**The request:** Rewrite the lines below as a JSON list of strings, one string per line, with blank lines omitted. Leave the pictures out of the answer.

Dataset entries
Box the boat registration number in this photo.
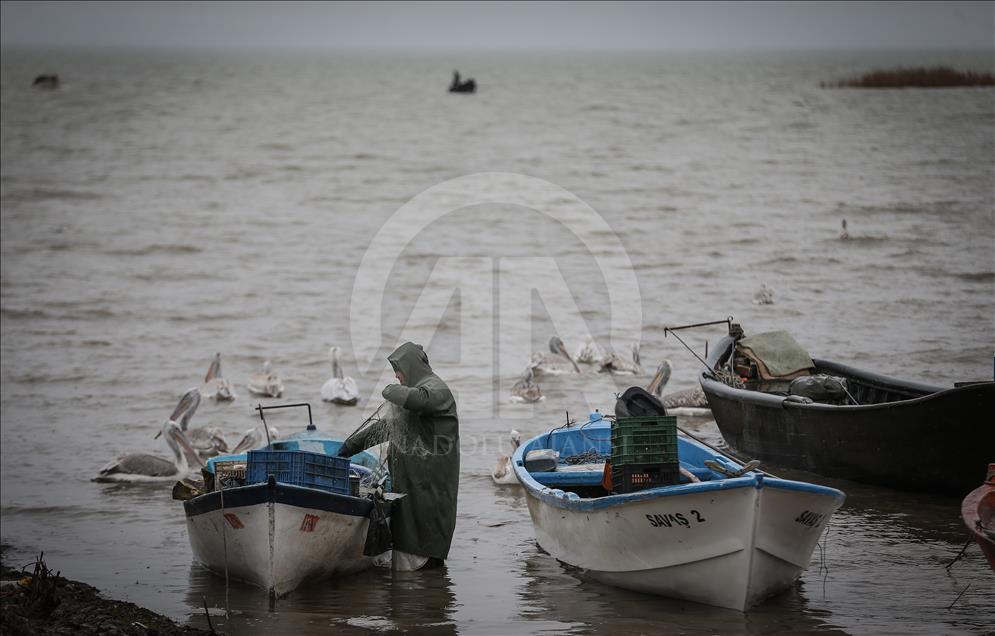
[646,510,706,528]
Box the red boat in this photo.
[960,464,995,571]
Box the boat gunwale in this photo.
[698,336,995,413]
[183,482,373,518]
[512,423,846,512]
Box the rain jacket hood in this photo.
[387,342,435,386]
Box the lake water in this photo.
[0,51,995,634]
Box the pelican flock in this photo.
[753,283,774,305]
[529,336,580,375]
[491,430,522,485]
[601,343,643,375]
[248,360,283,397]
[203,352,237,402]
[93,420,204,482]
[646,360,712,416]
[511,367,546,403]
[155,388,228,459]
[321,347,359,406]
[574,338,605,366]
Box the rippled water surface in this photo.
[0,51,995,634]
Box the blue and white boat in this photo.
[183,407,387,603]
[512,413,845,611]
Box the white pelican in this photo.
[93,420,204,482]
[230,424,280,455]
[204,352,238,402]
[529,336,580,375]
[646,360,712,417]
[601,343,643,375]
[753,283,774,305]
[321,347,359,406]
[491,430,522,485]
[511,367,546,403]
[155,388,228,458]
[574,338,605,365]
[248,360,283,397]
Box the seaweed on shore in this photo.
[0,553,211,636]
[819,66,995,88]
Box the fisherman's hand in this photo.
[381,384,405,404]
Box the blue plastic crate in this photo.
[245,450,349,495]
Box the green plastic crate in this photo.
[612,415,678,467]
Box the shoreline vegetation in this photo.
[819,66,995,88]
[0,553,215,636]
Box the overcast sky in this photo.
[0,1,995,49]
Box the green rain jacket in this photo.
[340,342,459,559]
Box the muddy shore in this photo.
[0,553,212,636]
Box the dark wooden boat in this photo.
[449,79,477,93]
[699,336,995,495]
[960,464,995,572]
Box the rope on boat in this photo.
[677,426,780,479]
[218,482,231,626]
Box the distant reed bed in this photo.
[819,66,995,88]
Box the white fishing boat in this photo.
[183,407,389,604]
[512,413,845,611]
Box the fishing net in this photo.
[350,402,432,494]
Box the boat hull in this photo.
[184,482,373,599]
[700,338,995,494]
[513,427,844,611]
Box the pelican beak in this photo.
[556,342,580,373]
[169,425,205,468]
[646,362,670,396]
[204,353,221,384]
[169,389,200,422]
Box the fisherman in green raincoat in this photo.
[339,342,459,570]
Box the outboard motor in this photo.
[788,373,849,404]
[615,386,667,417]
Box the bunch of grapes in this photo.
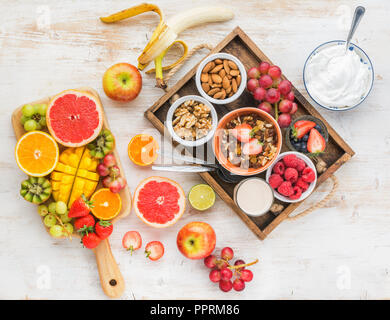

**Response to the exercise:**
[
  "Box the boat registration number in this photo.",
  "[646,510,706,528]",
  "Box the red boat in this photo.",
  "[960,464,995,571]",
  "Box the boat gunwale in this photo.",
  "[698,336,995,413]",
  "[183,482,373,518]",
  "[512,423,846,512]",
  "Box the rain jacket hood in this photo.",
  "[387,342,435,386]",
  "Box the lake water in this photo.",
  "[0,51,995,634]",
  "Box the pelican flock in this photo.",
  "[753,283,774,305]",
  "[529,336,580,375]",
  "[491,430,522,485]",
  "[601,343,643,375]",
  "[248,360,283,397]",
  "[203,352,237,402]",
  "[93,420,204,482]",
  "[646,360,712,416]",
  "[511,367,546,403]",
  "[155,388,228,459]",
  "[321,347,359,406]",
  "[574,338,605,366]",
  "Box the rippled water surface in this photo.",
  "[0,51,995,634]",
  "Box the blue and white boat in this photo.",
  "[183,407,387,603]",
  "[512,413,845,611]",
  "Box the white pelican in this photo.",
  "[93,420,204,482]",
  "[230,424,280,455]",
  "[204,352,238,402]",
  "[529,336,580,375]",
  "[646,360,712,417]",
  "[601,343,643,375]",
  "[753,283,774,305]",
  "[321,347,359,406]",
  "[491,430,522,485]",
  "[511,367,546,403]",
  "[155,388,228,458]",
  "[574,338,605,365]",
  "[248,360,283,397]",
  "Box the seaweed on shore in this photo.",
  "[0,553,211,636]",
  "[819,66,995,88]",
  "Box the fisherman's hand in this photo.",
  "[381,384,405,404]",
  "Box the blue plastic crate in this photo.",
  "[245,450,349,495]",
  "Box the green plastic crate in this photo.",
  "[612,415,678,467]",
  "Box the shoreline vegetation in this photo.",
  "[819,66,995,88]",
  "[0,553,215,636]",
  "Box the overcast sky in this photo.",
  "[0,1,995,49]",
  "Box the green rain jacket in this photo.",
  "[340,342,459,559]",
  "Box the muddy shore in this photo.",
  "[0,553,212,636]",
  "Box the dark wooden boat in this photo.",
  "[449,79,477,93]",
  "[699,336,995,495]",
  "[960,464,995,572]",
  "Box the rope on boat in this photo.",
  "[677,426,780,479]",
  "[218,482,231,626]",
  "Box the distant reed bed in this photo.",
  "[819,66,995,88]",
  "Box the white fishing boat in this photo.",
  "[183,407,389,604]",
  "[512,413,845,611]",
  "Box the fishing net in this photo.",
  "[350,402,432,494]",
  "Box the boat hull in this photo.",
  "[184,482,373,599]",
  "[700,338,995,494]",
  "[513,427,844,611]",
  "Box the pelican beak in this photo.",
  "[556,342,580,373]",
  "[169,425,205,468]",
  "[646,362,670,396]",
  "[204,353,221,384]",
  "[169,389,200,422]",
  "Box the fisherman in green raincoat in this photo.",
  "[339,342,459,570]",
  "Box the outboard motor in this photo.",
  "[788,373,849,404]",
  "[615,386,667,417]",
  "Box the bunch of grapes in this photo."
]